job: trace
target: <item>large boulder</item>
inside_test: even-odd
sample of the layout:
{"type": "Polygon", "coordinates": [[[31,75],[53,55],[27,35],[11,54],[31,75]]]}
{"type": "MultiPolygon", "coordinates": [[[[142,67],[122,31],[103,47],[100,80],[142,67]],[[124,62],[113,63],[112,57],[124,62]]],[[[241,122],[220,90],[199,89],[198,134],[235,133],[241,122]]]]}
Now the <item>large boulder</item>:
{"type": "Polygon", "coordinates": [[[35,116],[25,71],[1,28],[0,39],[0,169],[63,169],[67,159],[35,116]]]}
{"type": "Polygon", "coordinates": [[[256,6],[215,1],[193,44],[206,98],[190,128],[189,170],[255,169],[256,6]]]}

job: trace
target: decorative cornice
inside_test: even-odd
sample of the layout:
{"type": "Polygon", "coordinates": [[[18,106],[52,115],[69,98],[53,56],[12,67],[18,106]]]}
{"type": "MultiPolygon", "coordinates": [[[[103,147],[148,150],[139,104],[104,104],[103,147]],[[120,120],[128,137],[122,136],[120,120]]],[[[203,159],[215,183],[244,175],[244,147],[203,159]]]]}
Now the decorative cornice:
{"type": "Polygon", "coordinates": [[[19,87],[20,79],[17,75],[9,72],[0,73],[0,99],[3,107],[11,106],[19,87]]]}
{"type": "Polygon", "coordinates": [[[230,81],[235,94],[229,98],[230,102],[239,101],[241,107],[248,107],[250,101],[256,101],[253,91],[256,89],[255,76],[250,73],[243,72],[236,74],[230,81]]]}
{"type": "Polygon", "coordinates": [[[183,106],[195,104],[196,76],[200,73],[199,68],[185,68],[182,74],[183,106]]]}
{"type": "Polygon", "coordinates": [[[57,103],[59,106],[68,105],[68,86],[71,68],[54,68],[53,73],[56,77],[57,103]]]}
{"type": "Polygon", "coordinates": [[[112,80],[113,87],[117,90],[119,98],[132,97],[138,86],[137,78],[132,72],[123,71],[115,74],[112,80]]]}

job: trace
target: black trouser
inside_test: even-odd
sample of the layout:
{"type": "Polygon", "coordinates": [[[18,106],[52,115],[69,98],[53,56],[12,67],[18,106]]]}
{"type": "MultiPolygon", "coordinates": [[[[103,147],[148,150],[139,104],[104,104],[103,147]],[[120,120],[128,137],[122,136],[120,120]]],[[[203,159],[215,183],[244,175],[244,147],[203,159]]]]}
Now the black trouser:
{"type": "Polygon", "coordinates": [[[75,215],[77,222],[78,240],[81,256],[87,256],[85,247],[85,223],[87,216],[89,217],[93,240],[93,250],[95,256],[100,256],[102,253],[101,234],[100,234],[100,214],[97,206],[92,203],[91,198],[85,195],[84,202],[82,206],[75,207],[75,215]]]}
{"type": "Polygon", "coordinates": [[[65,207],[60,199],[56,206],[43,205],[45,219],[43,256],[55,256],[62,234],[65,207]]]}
================================
GIVEN TASK: Exactly as written, please output every entry.

WRITTEN ANSWER:
job: trace
target: <item>large boulder</item>
inside_test: even-odd
sample of the layout:
{"type": "Polygon", "coordinates": [[[31,75],[53,55],[27,35],[11,54],[31,75]]]}
{"type": "MultiPolygon", "coordinates": [[[[142,67],[122,31],[103,47],[100,80],[142,67]],[[124,62],[113,63],[112,57],[124,62]]],[[[241,122],[220,90],[199,89],[198,134],[235,133],[241,122]]]]}
Now the <item>large boulder</item>:
{"type": "Polygon", "coordinates": [[[35,116],[25,71],[1,28],[0,39],[0,169],[63,169],[67,159],[35,116]]]}
{"type": "Polygon", "coordinates": [[[256,6],[215,1],[193,44],[206,98],[190,128],[189,170],[255,169],[256,6]]]}

job: trace
target: decorative cornice
inside_test: even-odd
sample of the layout:
{"type": "Polygon", "coordinates": [[[18,106],[52,115],[69,98],[53,56],[12,67],[18,106]]]}
{"type": "MultiPolygon", "coordinates": [[[[103,147],[148,150],[139,104],[104,104],[103,147]],[[120,120],[128,137],[122,136],[120,120]]],[[[203,159],[215,183],[244,175],[244,147],[203,159]]]]}
Now the decorative cornice:
{"type": "Polygon", "coordinates": [[[19,87],[20,79],[17,75],[9,72],[0,73],[0,99],[3,107],[11,106],[19,87]]]}
{"type": "Polygon", "coordinates": [[[230,81],[235,94],[229,98],[230,102],[239,101],[241,107],[248,107],[250,101],[256,101],[253,91],[256,89],[255,76],[250,73],[243,72],[236,74],[230,81]]]}
{"type": "Polygon", "coordinates": [[[183,106],[195,104],[196,76],[200,73],[199,68],[185,68],[182,74],[183,106]]]}
{"type": "Polygon", "coordinates": [[[57,103],[59,106],[68,105],[68,86],[71,68],[54,68],[53,73],[56,77],[57,103]]]}
{"type": "Polygon", "coordinates": [[[112,80],[113,87],[117,90],[119,98],[132,97],[138,86],[137,78],[132,72],[123,71],[115,74],[112,80]]]}

job: trace
target: black trouser
inside_test: even-odd
sample of the layout:
{"type": "Polygon", "coordinates": [[[18,106],[52,115],[69,98],[53,56],[12,67],[18,106]]]}
{"type": "MultiPolygon", "coordinates": [[[[103,147],[148,150],[139,104],[104,104],[103,147]],[[120,120],[128,137],[122,136],[120,120]]],[[[203,159],[215,183],[244,175],[244,147],[203,159]]]]}
Now the black trouser:
{"type": "Polygon", "coordinates": [[[75,215],[77,222],[78,240],[81,256],[87,256],[85,247],[85,223],[87,216],[89,217],[93,240],[93,250],[95,256],[100,256],[102,253],[101,234],[100,234],[100,214],[97,206],[92,203],[91,198],[85,195],[84,202],[82,206],[75,207],[75,215]]]}
{"type": "Polygon", "coordinates": [[[65,207],[60,199],[56,206],[43,205],[45,219],[43,256],[55,256],[62,234],[65,207]]]}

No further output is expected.